● Job: Rescale the data between the line holding "Target: cumulus cloud" and the line holding "25 18 L 23 19", inclusive. Give those lines again, requests included, with every viewBox value and path coordinate in the answers multiplied by 0.95 and rounded to a whole number (halves up), leaving the requests and their format samples unchanged.

● Material to process:
┄┄┄┄┄┄
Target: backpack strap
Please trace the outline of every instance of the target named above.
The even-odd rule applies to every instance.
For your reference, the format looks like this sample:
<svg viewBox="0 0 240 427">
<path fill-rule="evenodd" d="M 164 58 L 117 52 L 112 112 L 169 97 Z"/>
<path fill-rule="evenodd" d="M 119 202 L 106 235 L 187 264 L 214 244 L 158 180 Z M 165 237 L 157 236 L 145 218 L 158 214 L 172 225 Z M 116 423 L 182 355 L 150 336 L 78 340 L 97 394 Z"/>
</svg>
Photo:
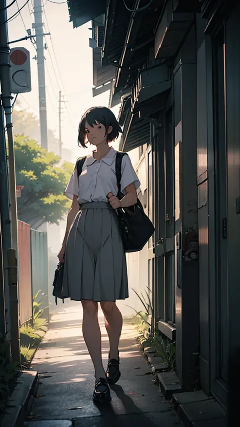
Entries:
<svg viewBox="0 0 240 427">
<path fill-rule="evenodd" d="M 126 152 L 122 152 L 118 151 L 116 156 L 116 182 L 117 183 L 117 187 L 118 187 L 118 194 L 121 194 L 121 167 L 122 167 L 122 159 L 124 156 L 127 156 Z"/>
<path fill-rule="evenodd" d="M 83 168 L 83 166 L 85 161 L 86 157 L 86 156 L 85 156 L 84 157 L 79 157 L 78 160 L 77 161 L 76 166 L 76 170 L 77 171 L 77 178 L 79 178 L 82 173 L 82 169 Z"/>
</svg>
┄┄┄┄┄┄
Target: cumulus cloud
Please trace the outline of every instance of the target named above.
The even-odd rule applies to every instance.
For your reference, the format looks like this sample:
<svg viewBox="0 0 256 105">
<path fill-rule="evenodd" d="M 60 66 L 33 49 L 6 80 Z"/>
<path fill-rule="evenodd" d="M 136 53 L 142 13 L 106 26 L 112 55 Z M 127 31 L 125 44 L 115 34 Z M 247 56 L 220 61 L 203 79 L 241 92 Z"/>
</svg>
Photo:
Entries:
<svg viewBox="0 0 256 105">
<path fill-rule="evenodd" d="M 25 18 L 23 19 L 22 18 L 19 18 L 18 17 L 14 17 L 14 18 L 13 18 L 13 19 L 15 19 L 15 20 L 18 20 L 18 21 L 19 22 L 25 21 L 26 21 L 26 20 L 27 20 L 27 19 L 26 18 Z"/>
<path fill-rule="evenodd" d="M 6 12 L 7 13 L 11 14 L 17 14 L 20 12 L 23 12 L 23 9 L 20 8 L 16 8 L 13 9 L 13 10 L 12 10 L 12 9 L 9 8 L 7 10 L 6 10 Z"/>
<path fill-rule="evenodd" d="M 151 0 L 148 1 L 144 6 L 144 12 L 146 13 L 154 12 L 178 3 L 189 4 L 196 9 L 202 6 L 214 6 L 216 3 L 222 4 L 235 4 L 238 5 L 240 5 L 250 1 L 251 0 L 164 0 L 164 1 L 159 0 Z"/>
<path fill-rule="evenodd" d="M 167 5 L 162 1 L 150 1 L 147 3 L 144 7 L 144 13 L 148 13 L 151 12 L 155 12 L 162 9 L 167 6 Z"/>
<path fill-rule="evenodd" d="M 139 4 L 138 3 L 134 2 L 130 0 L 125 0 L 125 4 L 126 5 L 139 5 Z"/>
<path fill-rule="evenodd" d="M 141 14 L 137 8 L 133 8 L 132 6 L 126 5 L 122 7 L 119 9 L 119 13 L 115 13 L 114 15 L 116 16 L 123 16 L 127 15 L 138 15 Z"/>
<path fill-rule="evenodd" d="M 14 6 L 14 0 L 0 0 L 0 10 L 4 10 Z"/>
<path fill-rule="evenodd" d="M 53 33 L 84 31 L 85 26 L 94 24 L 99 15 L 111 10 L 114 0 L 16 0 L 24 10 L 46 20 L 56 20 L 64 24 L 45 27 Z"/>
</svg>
┄┄┄┄┄┄
● Exercise output:
Target: cumulus cloud
Please trace the outline of every instance of the target named above.
The even-odd rule applies to every instance.
For your reference, the format looks like this sample:
<svg viewBox="0 0 256 105">
<path fill-rule="evenodd" d="M 60 66 L 33 49 L 6 80 Z"/>
<path fill-rule="evenodd" d="M 136 53 L 142 13 L 106 26 L 112 55 Z M 127 31 L 125 44 L 115 34 Z M 247 56 L 220 61 L 203 79 L 241 92 Z"/>
</svg>
Photo:
Entries:
<svg viewBox="0 0 243 100">
<path fill-rule="evenodd" d="M 24 17 L 22 18 L 21 17 L 18 17 L 17 16 L 13 16 L 13 17 L 12 17 L 12 18 L 14 18 L 14 19 L 17 19 L 17 20 L 18 21 L 24 20 L 25 20 L 25 19 L 26 19 L 26 18 L 25 17 Z"/>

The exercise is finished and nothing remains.